§ **Activity**: The lines needed are those from the start of the records through the line holding "target: cumulus cloud", each copied exactly.

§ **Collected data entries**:
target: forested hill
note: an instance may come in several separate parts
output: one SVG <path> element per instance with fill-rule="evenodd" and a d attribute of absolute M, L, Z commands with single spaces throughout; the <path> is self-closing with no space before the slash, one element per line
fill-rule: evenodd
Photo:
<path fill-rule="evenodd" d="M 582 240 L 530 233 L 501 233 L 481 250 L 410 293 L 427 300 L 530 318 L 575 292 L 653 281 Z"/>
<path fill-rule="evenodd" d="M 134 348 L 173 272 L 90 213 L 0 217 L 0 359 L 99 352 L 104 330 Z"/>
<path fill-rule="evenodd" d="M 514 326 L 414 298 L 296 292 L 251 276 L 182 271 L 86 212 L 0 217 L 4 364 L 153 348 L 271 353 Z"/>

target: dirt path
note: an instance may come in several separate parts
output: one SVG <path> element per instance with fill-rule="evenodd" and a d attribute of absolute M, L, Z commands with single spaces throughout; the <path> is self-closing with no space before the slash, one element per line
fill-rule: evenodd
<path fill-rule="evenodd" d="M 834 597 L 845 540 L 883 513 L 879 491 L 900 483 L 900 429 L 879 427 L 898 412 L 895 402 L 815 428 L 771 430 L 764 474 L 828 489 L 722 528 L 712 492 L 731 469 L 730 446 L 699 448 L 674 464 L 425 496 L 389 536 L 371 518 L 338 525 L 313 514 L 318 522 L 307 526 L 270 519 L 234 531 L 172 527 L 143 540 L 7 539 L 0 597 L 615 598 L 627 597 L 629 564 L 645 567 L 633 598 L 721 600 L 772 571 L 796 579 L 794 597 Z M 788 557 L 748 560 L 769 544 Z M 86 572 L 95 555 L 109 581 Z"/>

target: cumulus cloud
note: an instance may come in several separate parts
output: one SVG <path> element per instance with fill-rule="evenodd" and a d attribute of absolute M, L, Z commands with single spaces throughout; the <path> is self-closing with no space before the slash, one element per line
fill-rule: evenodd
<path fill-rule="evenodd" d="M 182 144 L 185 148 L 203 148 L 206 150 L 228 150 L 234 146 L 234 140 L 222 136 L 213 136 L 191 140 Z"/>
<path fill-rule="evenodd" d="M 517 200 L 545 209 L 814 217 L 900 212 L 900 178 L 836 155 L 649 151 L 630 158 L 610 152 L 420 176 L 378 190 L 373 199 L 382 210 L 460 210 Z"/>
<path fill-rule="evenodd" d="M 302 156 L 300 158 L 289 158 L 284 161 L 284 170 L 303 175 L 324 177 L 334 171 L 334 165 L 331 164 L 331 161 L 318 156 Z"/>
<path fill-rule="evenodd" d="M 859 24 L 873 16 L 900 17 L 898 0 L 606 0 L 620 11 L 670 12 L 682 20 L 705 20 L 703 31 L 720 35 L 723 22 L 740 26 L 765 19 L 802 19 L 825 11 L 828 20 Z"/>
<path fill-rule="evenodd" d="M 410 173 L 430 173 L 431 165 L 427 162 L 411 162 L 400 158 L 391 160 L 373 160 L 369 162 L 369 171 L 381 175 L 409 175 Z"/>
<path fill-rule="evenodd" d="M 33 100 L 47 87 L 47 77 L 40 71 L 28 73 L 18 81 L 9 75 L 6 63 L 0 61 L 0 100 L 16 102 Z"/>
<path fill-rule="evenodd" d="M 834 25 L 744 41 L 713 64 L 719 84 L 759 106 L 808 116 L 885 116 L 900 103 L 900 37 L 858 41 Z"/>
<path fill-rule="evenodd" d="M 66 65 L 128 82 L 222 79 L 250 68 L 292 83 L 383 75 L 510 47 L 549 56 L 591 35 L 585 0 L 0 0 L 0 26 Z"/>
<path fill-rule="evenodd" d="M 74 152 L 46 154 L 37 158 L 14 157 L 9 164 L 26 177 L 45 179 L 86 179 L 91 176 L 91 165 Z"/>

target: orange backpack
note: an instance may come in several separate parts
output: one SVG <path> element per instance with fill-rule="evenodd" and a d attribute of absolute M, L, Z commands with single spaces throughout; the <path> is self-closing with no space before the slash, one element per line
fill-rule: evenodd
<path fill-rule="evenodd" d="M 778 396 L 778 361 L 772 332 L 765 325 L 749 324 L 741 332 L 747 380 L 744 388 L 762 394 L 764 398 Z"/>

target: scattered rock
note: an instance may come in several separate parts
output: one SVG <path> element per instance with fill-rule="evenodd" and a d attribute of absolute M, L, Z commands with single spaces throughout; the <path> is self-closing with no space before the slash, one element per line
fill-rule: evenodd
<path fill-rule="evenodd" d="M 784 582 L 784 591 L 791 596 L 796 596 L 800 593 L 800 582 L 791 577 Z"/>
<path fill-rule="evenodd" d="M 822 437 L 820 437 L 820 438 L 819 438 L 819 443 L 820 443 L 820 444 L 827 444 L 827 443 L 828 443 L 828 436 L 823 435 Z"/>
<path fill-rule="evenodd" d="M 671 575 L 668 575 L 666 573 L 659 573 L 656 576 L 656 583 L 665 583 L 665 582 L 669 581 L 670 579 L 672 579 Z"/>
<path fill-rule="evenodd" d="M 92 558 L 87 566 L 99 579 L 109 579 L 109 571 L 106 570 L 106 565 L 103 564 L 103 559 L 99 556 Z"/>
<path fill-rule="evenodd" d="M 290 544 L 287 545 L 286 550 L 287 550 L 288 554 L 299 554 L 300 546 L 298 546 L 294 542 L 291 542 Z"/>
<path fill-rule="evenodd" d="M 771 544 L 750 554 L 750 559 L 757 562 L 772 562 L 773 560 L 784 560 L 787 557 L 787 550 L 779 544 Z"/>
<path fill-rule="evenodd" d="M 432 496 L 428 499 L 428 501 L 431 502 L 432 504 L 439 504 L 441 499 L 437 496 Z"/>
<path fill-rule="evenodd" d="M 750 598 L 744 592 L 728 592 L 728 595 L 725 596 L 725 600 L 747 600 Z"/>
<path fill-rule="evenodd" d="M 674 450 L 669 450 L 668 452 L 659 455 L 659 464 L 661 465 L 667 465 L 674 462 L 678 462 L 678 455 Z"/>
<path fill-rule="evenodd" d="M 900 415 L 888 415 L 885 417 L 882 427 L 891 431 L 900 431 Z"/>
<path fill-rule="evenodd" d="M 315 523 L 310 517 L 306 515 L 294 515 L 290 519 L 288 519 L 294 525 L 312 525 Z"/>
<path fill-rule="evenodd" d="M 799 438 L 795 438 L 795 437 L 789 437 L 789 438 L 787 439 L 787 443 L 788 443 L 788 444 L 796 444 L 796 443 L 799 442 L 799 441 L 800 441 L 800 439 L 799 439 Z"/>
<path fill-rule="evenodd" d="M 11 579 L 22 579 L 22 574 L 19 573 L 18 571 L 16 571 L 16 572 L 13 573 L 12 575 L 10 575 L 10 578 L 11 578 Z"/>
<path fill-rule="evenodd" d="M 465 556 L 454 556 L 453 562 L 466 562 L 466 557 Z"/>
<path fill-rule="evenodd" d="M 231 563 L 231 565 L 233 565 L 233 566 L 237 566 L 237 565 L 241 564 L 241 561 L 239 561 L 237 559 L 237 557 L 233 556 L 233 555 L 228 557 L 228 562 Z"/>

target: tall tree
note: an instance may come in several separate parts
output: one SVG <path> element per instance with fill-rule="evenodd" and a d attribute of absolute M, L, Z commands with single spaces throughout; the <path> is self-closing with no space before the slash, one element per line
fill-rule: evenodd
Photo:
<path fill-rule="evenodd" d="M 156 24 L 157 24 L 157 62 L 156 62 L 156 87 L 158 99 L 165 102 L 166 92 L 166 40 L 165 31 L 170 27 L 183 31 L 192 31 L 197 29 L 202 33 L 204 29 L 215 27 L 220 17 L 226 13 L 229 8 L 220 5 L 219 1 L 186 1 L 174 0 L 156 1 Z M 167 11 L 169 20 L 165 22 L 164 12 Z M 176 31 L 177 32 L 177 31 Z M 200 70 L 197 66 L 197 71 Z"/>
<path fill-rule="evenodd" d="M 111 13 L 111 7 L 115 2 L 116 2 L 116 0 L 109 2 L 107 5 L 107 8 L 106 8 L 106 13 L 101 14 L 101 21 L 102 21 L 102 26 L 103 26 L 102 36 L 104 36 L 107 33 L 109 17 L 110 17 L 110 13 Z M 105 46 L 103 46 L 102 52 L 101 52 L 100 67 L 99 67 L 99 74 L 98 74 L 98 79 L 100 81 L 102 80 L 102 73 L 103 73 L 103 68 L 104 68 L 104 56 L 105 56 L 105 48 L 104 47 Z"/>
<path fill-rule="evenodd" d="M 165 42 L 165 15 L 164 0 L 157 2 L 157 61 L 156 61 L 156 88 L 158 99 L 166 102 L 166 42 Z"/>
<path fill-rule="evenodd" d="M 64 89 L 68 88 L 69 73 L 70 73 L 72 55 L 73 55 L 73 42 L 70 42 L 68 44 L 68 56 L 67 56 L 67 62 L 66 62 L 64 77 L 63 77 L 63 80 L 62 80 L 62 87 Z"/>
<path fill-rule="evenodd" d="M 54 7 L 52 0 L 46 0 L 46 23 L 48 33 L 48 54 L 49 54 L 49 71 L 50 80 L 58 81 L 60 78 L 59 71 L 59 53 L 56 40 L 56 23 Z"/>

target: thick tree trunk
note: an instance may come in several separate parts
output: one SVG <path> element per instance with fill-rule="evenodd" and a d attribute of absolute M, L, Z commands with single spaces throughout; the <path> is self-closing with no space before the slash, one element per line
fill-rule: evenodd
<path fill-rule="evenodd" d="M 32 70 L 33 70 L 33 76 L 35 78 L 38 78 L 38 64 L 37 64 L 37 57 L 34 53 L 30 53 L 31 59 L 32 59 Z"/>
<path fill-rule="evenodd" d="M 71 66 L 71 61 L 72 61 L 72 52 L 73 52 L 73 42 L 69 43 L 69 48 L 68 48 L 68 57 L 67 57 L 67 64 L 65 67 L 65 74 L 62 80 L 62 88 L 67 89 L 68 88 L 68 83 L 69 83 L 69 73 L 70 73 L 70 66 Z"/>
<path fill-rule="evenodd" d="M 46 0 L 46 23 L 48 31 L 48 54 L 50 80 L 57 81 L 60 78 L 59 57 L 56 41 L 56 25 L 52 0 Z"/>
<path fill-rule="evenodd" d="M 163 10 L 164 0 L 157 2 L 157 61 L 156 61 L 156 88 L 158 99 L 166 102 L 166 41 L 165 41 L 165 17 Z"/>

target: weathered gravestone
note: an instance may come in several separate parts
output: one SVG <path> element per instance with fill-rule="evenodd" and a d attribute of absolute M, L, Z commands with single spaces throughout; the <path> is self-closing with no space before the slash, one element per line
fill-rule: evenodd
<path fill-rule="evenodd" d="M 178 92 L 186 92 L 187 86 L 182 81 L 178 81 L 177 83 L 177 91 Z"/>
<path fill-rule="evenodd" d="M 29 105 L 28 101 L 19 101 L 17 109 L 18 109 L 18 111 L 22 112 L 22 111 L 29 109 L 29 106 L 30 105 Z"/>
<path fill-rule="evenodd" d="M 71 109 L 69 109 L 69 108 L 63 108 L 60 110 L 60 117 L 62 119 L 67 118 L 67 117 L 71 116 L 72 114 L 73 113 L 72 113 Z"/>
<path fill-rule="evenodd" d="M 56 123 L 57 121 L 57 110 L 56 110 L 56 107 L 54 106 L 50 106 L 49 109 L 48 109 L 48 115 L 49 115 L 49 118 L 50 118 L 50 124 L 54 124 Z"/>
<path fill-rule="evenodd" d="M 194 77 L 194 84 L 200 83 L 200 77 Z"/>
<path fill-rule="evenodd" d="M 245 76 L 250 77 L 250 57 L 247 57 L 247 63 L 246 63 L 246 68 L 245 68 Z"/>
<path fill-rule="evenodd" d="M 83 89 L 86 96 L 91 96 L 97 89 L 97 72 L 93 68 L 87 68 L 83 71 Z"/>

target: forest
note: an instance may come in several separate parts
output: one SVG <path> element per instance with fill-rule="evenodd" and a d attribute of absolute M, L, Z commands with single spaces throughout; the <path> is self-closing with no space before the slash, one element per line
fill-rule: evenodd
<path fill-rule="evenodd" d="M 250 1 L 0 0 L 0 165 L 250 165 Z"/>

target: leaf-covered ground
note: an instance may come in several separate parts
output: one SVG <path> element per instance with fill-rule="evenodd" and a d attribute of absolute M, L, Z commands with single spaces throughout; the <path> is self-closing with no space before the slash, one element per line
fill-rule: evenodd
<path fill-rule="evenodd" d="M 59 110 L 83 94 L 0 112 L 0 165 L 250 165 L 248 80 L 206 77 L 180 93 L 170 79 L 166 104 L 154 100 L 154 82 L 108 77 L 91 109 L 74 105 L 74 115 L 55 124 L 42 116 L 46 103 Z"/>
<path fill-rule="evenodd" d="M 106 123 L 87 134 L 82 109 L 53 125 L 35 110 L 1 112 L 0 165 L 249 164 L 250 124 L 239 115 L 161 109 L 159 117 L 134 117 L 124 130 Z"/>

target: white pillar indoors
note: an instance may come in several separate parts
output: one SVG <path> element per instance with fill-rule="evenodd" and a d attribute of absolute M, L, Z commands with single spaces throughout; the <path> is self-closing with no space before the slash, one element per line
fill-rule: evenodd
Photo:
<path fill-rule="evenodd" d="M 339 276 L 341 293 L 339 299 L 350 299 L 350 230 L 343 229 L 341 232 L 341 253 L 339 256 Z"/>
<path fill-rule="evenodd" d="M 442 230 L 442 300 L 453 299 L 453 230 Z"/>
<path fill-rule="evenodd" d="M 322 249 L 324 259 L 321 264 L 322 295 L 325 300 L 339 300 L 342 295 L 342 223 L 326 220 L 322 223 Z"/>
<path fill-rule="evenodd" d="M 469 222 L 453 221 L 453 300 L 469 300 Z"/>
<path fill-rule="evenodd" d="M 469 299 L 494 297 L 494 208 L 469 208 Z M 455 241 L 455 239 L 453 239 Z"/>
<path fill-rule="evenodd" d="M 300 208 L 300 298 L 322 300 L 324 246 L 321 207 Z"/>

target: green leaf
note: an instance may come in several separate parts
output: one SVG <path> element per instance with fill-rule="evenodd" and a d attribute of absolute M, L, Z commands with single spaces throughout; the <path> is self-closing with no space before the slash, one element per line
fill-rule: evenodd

§ **Solution**:
target: forested hill
note: an instance may come in several separate parts
output: one SVG <path> element per instance with fill-rule="evenodd" and a d attribute of absolute M, L, Z commands with single spaces throughout; the <path> is self-closing with no space before the slash, one element per line
fill-rule: evenodd
Photo:
<path fill-rule="evenodd" d="M 582 240 L 530 233 L 501 233 L 481 250 L 410 293 L 427 300 L 530 318 L 575 292 L 653 281 Z"/>
<path fill-rule="evenodd" d="M 134 348 L 173 272 L 90 213 L 0 217 L 0 359 L 99 352 L 104 330 Z"/>
<path fill-rule="evenodd" d="M 514 326 L 414 298 L 296 292 L 251 276 L 182 271 L 86 212 L 0 217 L 4 364 L 153 348 L 271 353 Z"/>

target: dirt path
note: an instance may come in several separate parts
output: one SVG <path> element per instance with fill-rule="evenodd" and a d attribute of absolute M, L, Z commands with single spaces throughout; the <path> is self-closing with no space before the slash, one element per line
fill-rule: evenodd
<path fill-rule="evenodd" d="M 834 597 L 845 540 L 883 513 L 879 491 L 900 483 L 900 429 L 879 427 L 898 412 L 895 402 L 815 428 L 771 430 L 764 474 L 828 489 L 722 528 L 712 492 L 731 469 L 730 446 L 699 448 L 674 464 L 425 496 L 389 536 L 371 518 L 338 525 L 313 514 L 318 522 L 307 526 L 270 519 L 234 531 L 172 527 L 143 540 L 7 539 L 0 597 L 615 598 L 627 597 L 629 564 L 645 567 L 633 598 L 721 600 L 772 571 L 796 579 L 794 597 Z M 788 557 L 748 560 L 769 544 Z M 86 572 L 95 555 L 109 581 Z"/>

target: cumulus cloud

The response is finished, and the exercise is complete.